▶ [WHAT IS REQUIRED]: What follows is a block of records; reproduce all of it verbatim.

::: DATA EXTRACTS

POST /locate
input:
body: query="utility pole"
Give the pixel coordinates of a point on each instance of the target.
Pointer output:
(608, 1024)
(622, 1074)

::::::

▶ [ANSWER SPACE]:
POST /locate
input:
body: query="utility pole"
Give the pixel coordinates of a point on each instance of the target.
Pointer output:
(608, 1024)
(622, 1074)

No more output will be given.